● EXTRACTED DATA:
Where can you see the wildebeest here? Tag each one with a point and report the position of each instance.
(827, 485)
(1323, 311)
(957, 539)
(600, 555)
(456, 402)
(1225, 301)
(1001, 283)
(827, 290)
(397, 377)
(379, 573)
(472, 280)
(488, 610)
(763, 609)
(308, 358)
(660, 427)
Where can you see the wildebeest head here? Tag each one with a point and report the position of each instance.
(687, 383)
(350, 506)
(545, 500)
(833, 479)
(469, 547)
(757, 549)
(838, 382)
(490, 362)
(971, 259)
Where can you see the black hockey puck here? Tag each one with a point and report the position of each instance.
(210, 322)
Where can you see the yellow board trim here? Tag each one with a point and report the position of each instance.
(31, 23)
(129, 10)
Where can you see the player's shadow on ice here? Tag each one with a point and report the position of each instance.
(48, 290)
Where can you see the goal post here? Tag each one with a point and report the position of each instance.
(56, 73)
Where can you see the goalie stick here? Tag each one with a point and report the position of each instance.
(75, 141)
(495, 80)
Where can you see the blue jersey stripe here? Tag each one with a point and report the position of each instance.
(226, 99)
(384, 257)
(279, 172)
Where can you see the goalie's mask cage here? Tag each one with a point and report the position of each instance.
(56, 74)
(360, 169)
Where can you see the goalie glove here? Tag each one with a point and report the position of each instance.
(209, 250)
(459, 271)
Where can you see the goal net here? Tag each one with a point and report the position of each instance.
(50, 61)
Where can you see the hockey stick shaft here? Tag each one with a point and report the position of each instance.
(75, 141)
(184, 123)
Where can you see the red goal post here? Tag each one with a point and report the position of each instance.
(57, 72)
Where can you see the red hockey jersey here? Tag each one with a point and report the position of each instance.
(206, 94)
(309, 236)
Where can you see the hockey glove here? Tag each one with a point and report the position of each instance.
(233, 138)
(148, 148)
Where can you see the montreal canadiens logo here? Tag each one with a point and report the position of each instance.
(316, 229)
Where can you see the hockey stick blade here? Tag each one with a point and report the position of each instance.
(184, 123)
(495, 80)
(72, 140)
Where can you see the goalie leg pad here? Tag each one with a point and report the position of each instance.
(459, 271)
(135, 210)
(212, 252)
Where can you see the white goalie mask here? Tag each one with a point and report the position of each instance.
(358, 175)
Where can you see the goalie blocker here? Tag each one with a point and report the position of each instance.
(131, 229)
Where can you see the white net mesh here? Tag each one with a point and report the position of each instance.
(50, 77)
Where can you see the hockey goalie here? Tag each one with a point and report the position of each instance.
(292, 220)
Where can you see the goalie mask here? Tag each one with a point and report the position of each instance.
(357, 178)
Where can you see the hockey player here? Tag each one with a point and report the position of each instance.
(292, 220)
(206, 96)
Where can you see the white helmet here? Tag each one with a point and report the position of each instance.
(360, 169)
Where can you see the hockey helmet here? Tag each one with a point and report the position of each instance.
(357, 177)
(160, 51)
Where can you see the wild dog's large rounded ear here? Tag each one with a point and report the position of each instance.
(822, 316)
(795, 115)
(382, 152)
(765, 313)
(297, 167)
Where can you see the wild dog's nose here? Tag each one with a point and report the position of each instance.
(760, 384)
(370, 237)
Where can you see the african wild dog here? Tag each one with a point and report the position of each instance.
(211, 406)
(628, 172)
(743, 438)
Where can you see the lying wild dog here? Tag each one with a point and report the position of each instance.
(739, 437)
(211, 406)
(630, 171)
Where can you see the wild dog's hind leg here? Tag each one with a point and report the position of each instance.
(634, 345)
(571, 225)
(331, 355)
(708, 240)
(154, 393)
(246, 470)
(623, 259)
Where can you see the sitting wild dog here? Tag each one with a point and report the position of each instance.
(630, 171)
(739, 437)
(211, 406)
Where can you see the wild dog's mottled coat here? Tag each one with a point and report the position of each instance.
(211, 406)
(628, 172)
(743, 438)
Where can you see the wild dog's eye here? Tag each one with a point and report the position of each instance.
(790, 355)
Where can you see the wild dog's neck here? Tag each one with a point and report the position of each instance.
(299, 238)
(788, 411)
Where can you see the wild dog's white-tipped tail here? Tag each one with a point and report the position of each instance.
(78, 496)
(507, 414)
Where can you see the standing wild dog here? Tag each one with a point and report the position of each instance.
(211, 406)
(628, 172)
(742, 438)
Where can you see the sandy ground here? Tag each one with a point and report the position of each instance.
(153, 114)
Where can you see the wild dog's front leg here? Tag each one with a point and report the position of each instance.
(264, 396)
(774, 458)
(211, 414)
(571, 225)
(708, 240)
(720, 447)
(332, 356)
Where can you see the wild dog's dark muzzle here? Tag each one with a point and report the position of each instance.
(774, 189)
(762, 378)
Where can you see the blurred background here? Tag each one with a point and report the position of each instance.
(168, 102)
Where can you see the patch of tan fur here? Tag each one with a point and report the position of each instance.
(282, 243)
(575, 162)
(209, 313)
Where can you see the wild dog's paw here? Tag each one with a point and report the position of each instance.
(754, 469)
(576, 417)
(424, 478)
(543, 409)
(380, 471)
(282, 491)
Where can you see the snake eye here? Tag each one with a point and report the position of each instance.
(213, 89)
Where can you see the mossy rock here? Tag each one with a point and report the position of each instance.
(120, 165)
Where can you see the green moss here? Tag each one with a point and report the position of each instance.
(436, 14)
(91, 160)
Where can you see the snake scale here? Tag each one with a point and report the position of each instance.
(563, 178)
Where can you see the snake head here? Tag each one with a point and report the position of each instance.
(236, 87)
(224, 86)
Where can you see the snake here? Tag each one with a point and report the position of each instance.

● YOUR OBJECTIVE:
Your task is to quote all of the data word for word.

● SOLUTION TO THIS TASK:
Where can you see the wildebeest here? Tag each one with a point and report the position of each instance.
(827, 485)
(1323, 311)
(957, 539)
(600, 555)
(456, 402)
(1225, 301)
(1001, 283)
(827, 290)
(397, 377)
(379, 573)
(472, 280)
(488, 610)
(763, 609)
(308, 358)
(660, 427)
Where can you see the wildebeest head here? Tag each one with a point and report the position of each instance.
(687, 383)
(350, 506)
(545, 500)
(833, 479)
(469, 547)
(757, 549)
(838, 382)
(490, 362)
(971, 259)
Where can you see the black hockey puck here? Tag each one with a point and report the position of each instance.
(210, 322)
Where can you see the yellow board trim here? Tag each one with a point and report the position of each instance.
(31, 23)
(129, 10)
Where can you see the player's shadow on ice here? Tag each one with a point and report the position of each instance.
(48, 290)
Where can you see the goal post here? Tag each one with a point and report the position of each instance.
(56, 73)
Where can you see the goalie stick here? Tag each one with a point and report the position of each instance.
(75, 141)
(495, 80)
Where can you see the blue jersey stripe here? Tag each one with a point and report the position of each instance.
(226, 99)
(384, 257)
(279, 172)
Where can you see the goalie's mask cage here? Tag each one with a point and report the position of each instance.
(56, 74)
(360, 169)
Where can you see the goalie glove here? Tag each one with a point and report the position of each instance.
(209, 250)
(459, 271)
Where can you see the goal net here? Tag each one with a point and report the position of each instance.
(50, 61)
Where can you see the hockey stick shaft here? Tag each one with a point and report the position of each instance.
(75, 141)
(184, 123)
Where can you see the red goal post here? Tag each one with a point and report the position of each instance.
(57, 72)
Where can you see the red hockey jersey here? Tag each one with a point and report the position of each instance.
(206, 94)
(309, 236)
Where can you see the hockey glove here? Tag each one with a point and report the position of each instance.
(233, 138)
(148, 148)
Where can you see the montreal canadiens logo here? Tag each one with a point and report the position of each instance.
(316, 229)
Where can you see the hockey stick blade here? Tag each one with a point and report the position of each instance.
(184, 123)
(495, 80)
(72, 140)
Where can you see the goalie leg pad here? Tag each one with a point and report the position of each instance.
(459, 271)
(135, 210)
(212, 252)
Where can you see the white goalie mask here? Tag each one with a point and report the position of each instance.
(358, 175)
Where can you see the goalie blocker here? Tag each one with a point and report the position of each instance.
(131, 229)
Where can you see the white net mesh here? Tag each one with a point and report the position of each instance.
(50, 77)
Where can you see the hockey goalie here? Tag each one with a point and report the position of each instance.
(292, 220)
Where can you see the goalie mask here? Tag each one with a point and report the position of each instance.
(357, 178)
Where can you see the hockey player here? Tag each one with a point and report the position of each instance.
(292, 220)
(206, 96)
Where can you see the white helmet here? Tag each one with a point and report the position of each instance.
(360, 169)
Where can you see the hockey helmet here? Tag each one with a point and report the position of each instance.
(357, 177)
(160, 51)
Where can you see the wild dog's large rounded ear here? Tag each one with a point and report the position of each instance.
(822, 316)
(795, 115)
(382, 152)
(765, 313)
(297, 167)
Where can you see the wild dog's nose here? Tag each one with a point and report the position of each instance.
(760, 384)
(370, 237)
Where can you see the african wild dog here? Tag each one with a point and report the position of each instance.
(211, 406)
(628, 172)
(743, 438)
Where can you see the lying wild dog here? Tag each one with a point and report the position of each instance.
(739, 437)
(211, 406)
(630, 171)
Where can you see the wild dog's hind leg here? Tag each one with a point and report the position of each instance.
(634, 345)
(571, 225)
(331, 355)
(708, 240)
(154, 393)
(246, 470)
(623, 259)
Where can you see the sitting wild dog here? Tag each one with a point and report the position of each instance.
(630, 171)
(739, 437)
(211, 406)
Where can you see the wild dog's mottled coat here? Tag each one with a point and report the position of each instance.
(211, 406)
(628, 172)
(743, 438)
Where can you see the wild dog's eye here? Tag each one with a point and report the position of each instance.
(790, 355)
Where can you see the wild dog's neck here? Tag each one with a point and report the position of each instance.
(299, 238)
(788, 411)
Where can you see the wild dog's white-tipped tail here? Tag each one with a point and report the position of each instance.
(78, 496)
(507, 414)
Where can you see the standing wild dog here? Tag each one with a point and report the position of each instance.
(211, 406)
(628, 172)
(742, 438)
Where can you see the sandy ground here? Tag each one with a point and report the position of each instance.
(153, 114)
Where can you see the wild dog's front leg here? Tag each one with a point and report the position of each instance.
(264, 396)
(774, 458)
(211, 414)
(571, 225)
(708, 240)
(720, 447)
(332, 356)
Where can you see the wild dog's dark muzzle here? Tag each one with a point and report the position of each instance.
(774, 189)
(762, 378)
Where can you see the blurred background here? Tag each one with a point and report the position of each instance.
(168, 102)
Where can you see the patch of tan fur here? Tag each one with a point and report the position of each instance.
(282, 243)
(575, 162)
(209, 313)
Where can you see the wild dog's paw here? Tag each one with a point and report the position of each instance.
(754, 469)
(576, 417)
(424, 478)
(543, 409)
(380, 471)
(282, 491)
Where can you see the snake eye here? Tag each one with a point and report the position of each instance.
(213, 89)
Where can you see the mossy rock here? Tag each one with a point and report the position of each instance.
(120, 165)
Where can you see the green moss here? Tag each one with a point and report the position of each instance.
(436, 14)
(91, 160)
Where can you see the snake scale here? Tag each one with a point and report the position of each instance.
(563, 178)
Where can you see the snake head here? Tag each one with a point and report the position of each instance.
(236, 87)
(224, 86)
Where can you see the snake here? Tag each one with a point and report the position of each instance.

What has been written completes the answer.